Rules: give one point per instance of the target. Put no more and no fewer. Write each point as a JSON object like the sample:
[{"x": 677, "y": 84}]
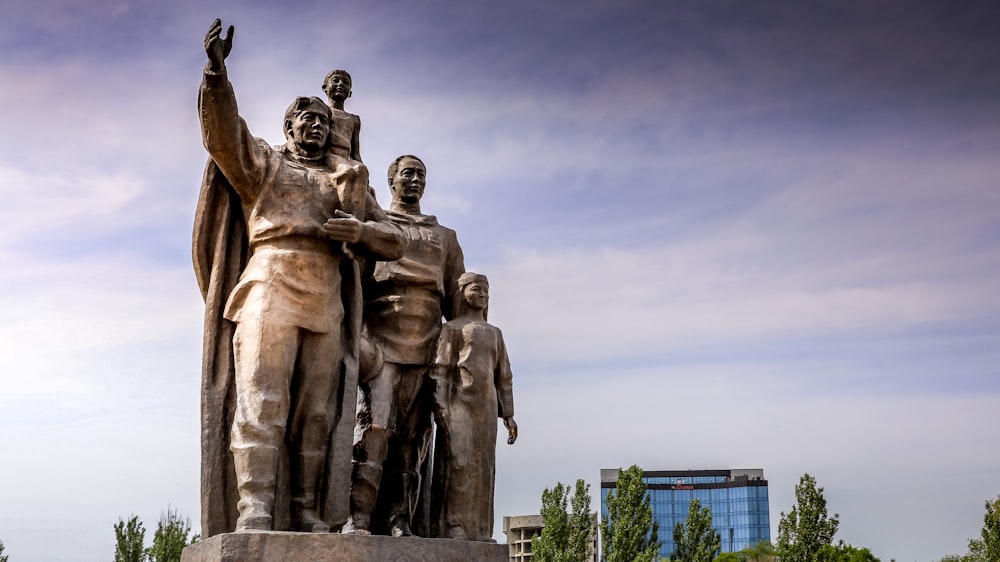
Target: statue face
[
  {"x": 338, "y": 86},
  {"x": 309, "y": 129},
  {"x": 409, "y": 181},
  {"x": 477, "y": 294}
]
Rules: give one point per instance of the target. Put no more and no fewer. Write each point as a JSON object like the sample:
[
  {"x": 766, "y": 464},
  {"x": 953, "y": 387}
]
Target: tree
[
  {"x": 760, "y": 552},
  {"x": 170, "y": 538},
  {"x": 844, "y": 553},
  {"x": 991, "y": 530},
  {"x": 566, "y": 537},
  {"x": 629, "y": 533},
  {"x": 806, "y": 528},
  {"x": 129, "y": 538},
  {"x": 695, "y": 538}
]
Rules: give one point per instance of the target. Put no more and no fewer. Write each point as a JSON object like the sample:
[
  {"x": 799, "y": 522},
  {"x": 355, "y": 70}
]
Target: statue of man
[
  {"x": 404, "y": 304},
  {"x": 345, "y": 128},
  {"x": 274, "y": 235}
]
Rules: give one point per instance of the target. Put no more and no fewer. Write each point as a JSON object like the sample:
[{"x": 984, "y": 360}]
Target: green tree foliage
[
  {"x": 629, "y": 533},
  {"x": 987, "y": 547},
  {"x": 695, "y": 539},
  {"x": 170, "y": 538},
  {"x": 566, "y": 537},
  {"x": 991, "y": 530},
  {"x": 844, "y": 553},
  {"x": 129, "y": 537},
  {"x": 760, "y": 552},
  {"x": 806, "y": 528}
]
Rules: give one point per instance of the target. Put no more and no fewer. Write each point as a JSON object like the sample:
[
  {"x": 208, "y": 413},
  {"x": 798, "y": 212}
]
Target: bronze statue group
[{"x": 350, "y": 380}]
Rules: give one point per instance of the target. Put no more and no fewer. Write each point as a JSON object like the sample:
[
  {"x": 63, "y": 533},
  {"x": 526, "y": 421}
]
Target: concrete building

** DESCRIPTION OF THE TASK **
Would you transcribe all of the data exactly, omitting any pictures?

** ANSWER SPACE **
Rules: give one point per instance of the target. Put no more and no fewer. Write each point as a JSON object like the sample:
[{"x": 677, "y": 84}]
Target: statue face
[
  {"x": 338, "y": 86},
  {"x": 309, "y": 129},
  {"x": 409, "y": 181},
  {"x": 477, "y": 294}
]
Rules: give one point per instance of the target. Put no more and no fewer. Write each point as a JSON object like the sample:
[
  {"x": 766, "y": 464},
  {"x": 953, "y": 387}
]
Target: tree
[
  {"x": 760, "y": 552},
  {"x": 170, "y": 538},
  {"x": 844, "y": 553},
  {"x": 991, "y": 530},
  {"x": 566, "y": 537},
  {"x": 629, "y": 533},
  {"x": 806, "y": 528},
  {"x": 129, "y": 538},
  {"x": 695, "y": 538}
]
Rules: give one point per instance of the target. Put no more and no fewer. Write each point as a JSON object like the sample:
[
  {"x": 799, "y": 522},
  {"x": 355, "y": 70}
]
Target: statue of man
[
  {"x": 404, "y": 304},
  {"x": 345, "y": 128},
  {"x": 274, "y": 235}
]
Rules: give one point per instance of the target. Put no more and no fewer. Write each point as a JSON object like the sample:
[{"x": 984, "y": 360}]
Target: green tree foliage
[
  {"x": 629, "y": 533},
  {"x": 987, "y": 547},
  {"x": 695, "y": 539},
  {"x": 170, "y": 538},
  {"x": 566, "y": 537},
  {"x": 991, "y": 530},
  {"x": 844, "y": 553},
  {"x": 129, "y": 537},
  {"x": 760, "y": 552},
  {"x": 806, "y": 528}
]
Rules: give one point per instance of the target. Put no more and no fewer. Write each point as a JSON object like the sample:
[
  {"x": 208, "y": 413},
  {"x": 798, "y": 212}
]
Target: bronze statue group
[{"x": 350, "y": 380}]
Rules: give one point per instance of the target. Put no more and no fewer. Write each point as a JSON object like the sample:
[
  {"x": 63, "y": 533},
  {"x": 526, "y": 421}
]
Target: concrete building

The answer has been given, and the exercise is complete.